▶ [The task] Can you copy every one of the rows below word for word, leaving out the pictures?

[A run of rows]
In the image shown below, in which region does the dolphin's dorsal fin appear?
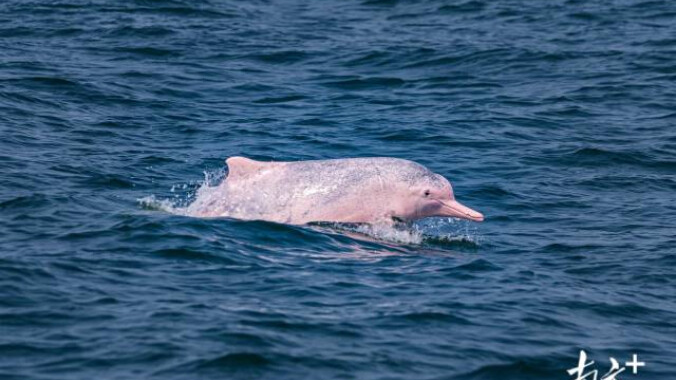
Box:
[225,157,268,178]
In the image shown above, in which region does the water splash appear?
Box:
[137,168,482,247]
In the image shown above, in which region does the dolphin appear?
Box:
[186,157,484,225]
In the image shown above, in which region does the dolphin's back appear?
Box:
[186,157,434,224]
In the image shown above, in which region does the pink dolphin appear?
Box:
[186,157,484,224]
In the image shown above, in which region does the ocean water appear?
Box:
[0,0,676,380]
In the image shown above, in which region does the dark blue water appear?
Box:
[0,0,676,380]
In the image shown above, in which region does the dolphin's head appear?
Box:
[402,172,484,222]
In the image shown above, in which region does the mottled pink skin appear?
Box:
[187,157,483,224]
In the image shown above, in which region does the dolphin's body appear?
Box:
[187,157,483,224]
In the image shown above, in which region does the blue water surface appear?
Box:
[0,0,676,380]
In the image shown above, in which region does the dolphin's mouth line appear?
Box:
[436,199,484,222]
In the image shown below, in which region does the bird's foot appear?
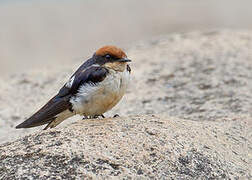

▶ [Output below]
In the image shown below, in which region does the dolphin's dorsal fin appear?
Box:
[225,157,268,178]
In the image shown above, in which region does the water splash appear?
Box:
[137,168,482,247]
In the image shown above, in which region does the dolphin appear?
Box:
[186,157,484,225]
In the image shown above, in which region does the dolphin's back appear?
Box:
[186,157,434,224]
In the image shown above, in which region does the pink dolphin appear?
Box:
[186,157,484,224]
In the image shown above, in which region does the ocean water appear?
Box:
[0,0,676,380]
In the image shown above, in which region does the dark blue water appear?
Box:
[0,0,676,380]
In the image shown above, in which region does the dolphin's head appear?
Box:
[402,172,484,222]
In the image shown above, in which region does the mottled pink skin appear?
Box:
[187,157,483,224]
In the image shown above, in which region does the dolphin's body appear?
Box:
[187,157,483,224]
In the image shown above, in which region does the blue water surface appear?
Box:
[0,0,676,380]
In the image shown above, in which region does the dolphin's mouth line appear?
Box:
[436,199,484,222]
In the image shown below, in which region does the bird's foot appear?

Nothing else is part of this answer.